▶ _Work task_
Repeat the data exactly. Pictures are not part of the copy.

——————————

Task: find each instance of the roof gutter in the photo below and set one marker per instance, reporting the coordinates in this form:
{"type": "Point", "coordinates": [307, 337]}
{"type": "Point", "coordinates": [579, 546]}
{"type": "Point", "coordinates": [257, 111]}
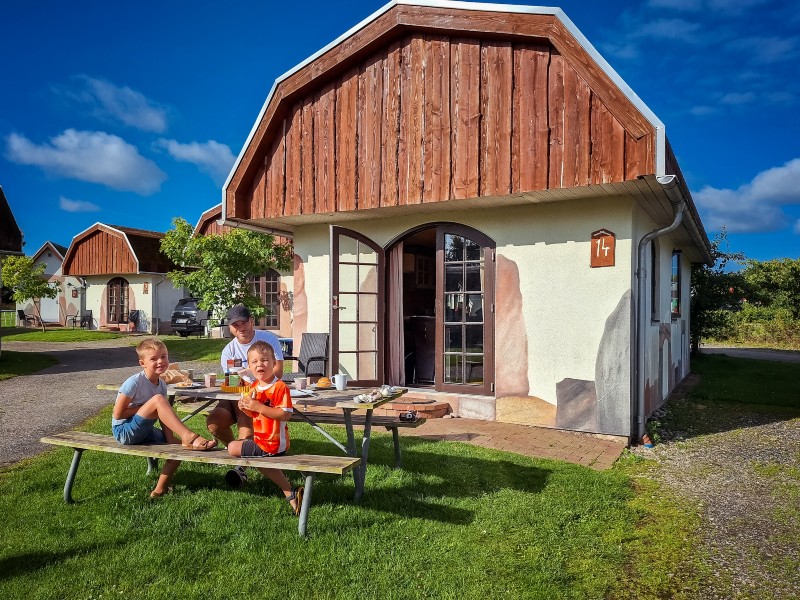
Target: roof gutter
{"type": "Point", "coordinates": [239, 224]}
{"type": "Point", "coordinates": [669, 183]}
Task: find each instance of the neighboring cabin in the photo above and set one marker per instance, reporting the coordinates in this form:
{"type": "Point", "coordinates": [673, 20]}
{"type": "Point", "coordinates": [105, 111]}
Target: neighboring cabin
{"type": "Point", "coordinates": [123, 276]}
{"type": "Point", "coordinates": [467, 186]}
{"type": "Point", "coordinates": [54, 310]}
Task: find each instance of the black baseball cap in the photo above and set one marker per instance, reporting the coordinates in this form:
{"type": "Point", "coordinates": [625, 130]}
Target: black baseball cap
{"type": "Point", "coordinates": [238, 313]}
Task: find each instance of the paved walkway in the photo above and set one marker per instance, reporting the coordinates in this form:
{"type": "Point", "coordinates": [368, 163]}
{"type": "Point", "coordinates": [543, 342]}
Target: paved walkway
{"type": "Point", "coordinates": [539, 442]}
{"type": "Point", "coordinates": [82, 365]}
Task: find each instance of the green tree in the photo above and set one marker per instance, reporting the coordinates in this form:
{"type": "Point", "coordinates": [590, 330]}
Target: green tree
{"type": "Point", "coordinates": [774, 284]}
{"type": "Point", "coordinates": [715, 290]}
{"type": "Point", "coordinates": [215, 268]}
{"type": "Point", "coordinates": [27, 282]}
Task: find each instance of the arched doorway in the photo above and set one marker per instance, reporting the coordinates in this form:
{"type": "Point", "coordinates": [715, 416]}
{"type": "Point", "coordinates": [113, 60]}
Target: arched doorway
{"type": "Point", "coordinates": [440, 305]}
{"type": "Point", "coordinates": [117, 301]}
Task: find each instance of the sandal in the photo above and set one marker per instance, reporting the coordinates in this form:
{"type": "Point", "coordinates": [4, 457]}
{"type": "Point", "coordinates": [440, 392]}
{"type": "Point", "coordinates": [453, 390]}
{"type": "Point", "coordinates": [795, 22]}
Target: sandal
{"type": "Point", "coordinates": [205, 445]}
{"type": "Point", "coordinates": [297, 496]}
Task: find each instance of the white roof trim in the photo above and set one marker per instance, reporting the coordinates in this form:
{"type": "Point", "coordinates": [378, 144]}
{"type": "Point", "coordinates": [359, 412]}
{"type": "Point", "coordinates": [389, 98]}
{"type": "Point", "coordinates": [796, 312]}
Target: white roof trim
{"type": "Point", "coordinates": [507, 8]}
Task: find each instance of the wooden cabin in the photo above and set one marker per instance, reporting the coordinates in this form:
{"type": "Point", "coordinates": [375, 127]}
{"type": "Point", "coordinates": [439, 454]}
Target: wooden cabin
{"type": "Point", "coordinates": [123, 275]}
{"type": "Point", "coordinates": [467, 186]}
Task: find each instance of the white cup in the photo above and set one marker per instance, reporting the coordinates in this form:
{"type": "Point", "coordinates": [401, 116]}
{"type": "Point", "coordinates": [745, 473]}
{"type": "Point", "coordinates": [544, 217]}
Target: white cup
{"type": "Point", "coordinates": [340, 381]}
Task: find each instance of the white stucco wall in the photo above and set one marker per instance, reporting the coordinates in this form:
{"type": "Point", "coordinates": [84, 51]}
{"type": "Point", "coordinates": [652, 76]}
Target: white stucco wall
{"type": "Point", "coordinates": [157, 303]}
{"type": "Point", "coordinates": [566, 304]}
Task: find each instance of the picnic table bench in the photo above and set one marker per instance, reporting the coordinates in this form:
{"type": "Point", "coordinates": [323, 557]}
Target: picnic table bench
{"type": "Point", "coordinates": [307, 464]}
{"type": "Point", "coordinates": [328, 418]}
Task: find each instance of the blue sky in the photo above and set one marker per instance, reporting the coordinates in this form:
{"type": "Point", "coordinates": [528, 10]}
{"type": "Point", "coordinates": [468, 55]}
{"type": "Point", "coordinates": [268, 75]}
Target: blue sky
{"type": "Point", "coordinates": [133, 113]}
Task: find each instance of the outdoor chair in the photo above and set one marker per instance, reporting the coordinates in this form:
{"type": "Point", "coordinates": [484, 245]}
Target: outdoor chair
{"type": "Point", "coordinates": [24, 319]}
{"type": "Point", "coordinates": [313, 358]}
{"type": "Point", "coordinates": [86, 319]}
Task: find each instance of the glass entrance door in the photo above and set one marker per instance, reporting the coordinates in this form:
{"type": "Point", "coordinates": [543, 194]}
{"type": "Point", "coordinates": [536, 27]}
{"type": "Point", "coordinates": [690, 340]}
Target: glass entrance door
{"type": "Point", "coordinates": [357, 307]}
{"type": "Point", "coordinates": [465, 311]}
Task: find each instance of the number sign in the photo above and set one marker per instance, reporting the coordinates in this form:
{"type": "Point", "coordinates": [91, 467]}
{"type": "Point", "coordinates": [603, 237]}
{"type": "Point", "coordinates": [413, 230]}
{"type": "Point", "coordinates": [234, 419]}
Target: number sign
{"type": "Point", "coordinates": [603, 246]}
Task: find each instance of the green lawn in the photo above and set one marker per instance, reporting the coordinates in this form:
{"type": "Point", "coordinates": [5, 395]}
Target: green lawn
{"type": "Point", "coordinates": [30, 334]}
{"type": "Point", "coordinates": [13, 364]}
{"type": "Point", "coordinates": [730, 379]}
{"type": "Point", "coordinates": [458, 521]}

——————————

▶ _Answer section_
Task: find each instance of the roof gutter in the photo below and set one marker per instance, reporting the coordinates in this form:
{"type": "Point", "coordinates": [307, 337]}
{"type": "Point", "coordinates": [579, 546]}
{"type": "Point", "coordinates": [257, 111]}
Target: roof gutter
{"type": "Point", "coordinates": [239, 224]}
{"type": "Point", "coordinates": [669, 183]}
Task: find each instance of the neighboring cabin in the photo above and set one marker per instance, reporting the coordinates in this form:
{"type": "Point", "coordinates": [673, 20]}
{"type": "Point", "coordinates": [105, 111]}
Target: neighboring cabin
{"type": "Point", "coordinates": [123, 276]}
{"type": "Point", "coordinates": [467, 186]}
{"type": "Point", "coordinates": [54, 310]}
Task: find each instance of the black baseball cap in the photo above and set one marker per instance, reporting the coordinates in this form:
{"type": "Point", "coordinates": [625, 130]}
Target: black baseball cap
{"type": "Point", "coordinates": [238, 313]}
Task: find each instance of the paved walkway in the photo above and set one marker per instance, reporting the coordinates in this form:
{"type": "Point", "coordinates": [368, 163]}
{"type": "Point", "coordinates": [543, 342]}
Target: paved walkway
{"type": "Point", "coordinates": [539, 442]}
{"type": "Point", "coordinates": [82, 365]}
Task: find each instance of the green tree in the photo above and set one marker per instance, reporting the coordinates in this form:
{"type": "Point", "coordinates": [590, 330]}
Target: green tree
{"type": "Point", "coordinates": [774, 284]}
{"type": "Point", "coordinates": [715, 290]}
{"type": "Point", "coordinates": [215, 268]}
{"type": "Point", "coordinates": [27, 282]}
Task: find each instance of the arched doorway in the photo above and set one marker per instance, reporting the coordinates in this form:
{"type": "Point", "coordinates": [715, 416]}
{"type": "Point", "coordinates": [113, 60]}
Target: arched doorway
{"type": "Point", "coordinates": [440, 305]}
{"type": "Point", "coordinates": [117, 301]}
Task: find each instance of the sandal in the photo above and set one marker per instance, reporting the coordinates in this form:
{"type": "Point", "coordinates": [4, 457]}
{"type": "Point", "coordinates": [440, 392]}
{"type": "Point", "coordinates": [453, 390]}
{"type": "Point", "coordinates": [795, 22]}
Target: sandal
{"type": "Point", "coordinates": [205, 445]}
{"type": "Point", "coordinates": [297, 496]}
Task: find each instance of the white roof trim in the photo above and set one marker per instance, reporting the coordinates in this form:
{"type": "Point", "coordinates": [378, 144]}
{"type": "Point", "coordinates": [359, 412]}
{"type": "Point", "coordinates": [389, 98]}
{"type": "Point", "coordinates": [796, 312]}
Target: white roof trim
{"type": "Point", "coordinates": [507, 8]}
Task: find each instance of the wooden cabin in the photo above and set one marker per instance, reporting the coordinates in this form:
{"type": "Point", "coordinates": [375, 127]}
{"type": "Point", "coordinates": [439, 454]}
Target: wooden cabin
{"type": "Point", "coordinates": [123, 275]}
{"type": "Point", "coordinates": [467, 186]}
Task: find each instance of the white cup in the photo above and set one marker per instance, reporting the coordinates in this form:
{"type": "Point", "coordinates": [401, 116]}
{"type": "Point", "coordinates": [745, 473]}
{"type": "Point", "coordinates": [544, 217]}
Target: white cup
{"type": "Point", "coordinates": [340, 381]}
Task: find each instance of the white stucco wall in the photo above and set one marker per instance, reporting the coordinates in this form:
{"type": "Point", "coordinates": [84, 51]}
{"type": "Point", "coordinates": [652, 76]}
Target: white stucco wall
{"type": "Point", "coordinates": [157, 303]}
{"type": "Point", "coordinates": [566, 304]}
Task: find each instance of the picnic table bench in the photo above and set one marker per instance, reporting the coordinates in this form:
{"type": "Point", "coordinates": [323, 557]}
Target: picnic table bench
{"type": "Point", "coordinates": [307, 464]}
{"type": "Point", "coordinates": [328, 418]}
Task: find each instance of the blue sky in the photo above and set one marker per instance, reporting the coordinates in this form:
{"type": "Point", "coordinates": [528, 10]}
{"type": "Point", "coordinates": [468, 55]}
{"type": "Point", "coordinates": [268, 75]}
Target: blue sky
{"type": "Point", "coordinates": [133, 113]}
Task: find each instance of the outdoor chair in the photo above and set one marker per instance, reporting the coordinates in this form:
{"type": "Point", "coordinates": [484, 245]}
Target: outdoor chair
{"type": "Point", "coordinates": [24, 319]}
{"type": "Point", "coordinates": [313, 358]}
{"type": "Point", "coordinates": [86, 319]}
Task: find each instance of the glass entrance door in the photo above and set one marker per instance, reporting the coordinates in this form:
{"type": "Point", "coordinates": [543, 194]}
{"type": "Point", "coordinates": [536, 27]}
{"type": "Point", "coordinates": [690, 340]}
Target: glass entrance door
{"type": "Point", "coordinates": [357, 307]}
{"type": "Point", "coordinates": [465, 311]}
Task: find each instance of the number sign in the photo above and set one marker per instance, reporting the coordinates in this form:
{"type": "Point", "coordinates": [91, 467]}
{"type": "Point", "coordinates": [603, 237]}
{"type": "Point", "coordinates": [413, 230]}
{"type": "Point", "coordinates": [234, 419]}
Target: number sign
{"type": "Point", "coordinates": [603, 246]}
Task: find each instance of the green lawn in the photo above and set one marker per instance, reporting the coordinates in this form:
{"type": "Point", "coordinates": [5, 395]}
Target: green lawn
{"type": "Point", "coordinates": [30, 334]}
{"type": "Point", "coordinates": [13, 364]}
{"type": "Point", "coordinates": [730, 379]}
{"type": "Point", "coordinates": [458, 521]}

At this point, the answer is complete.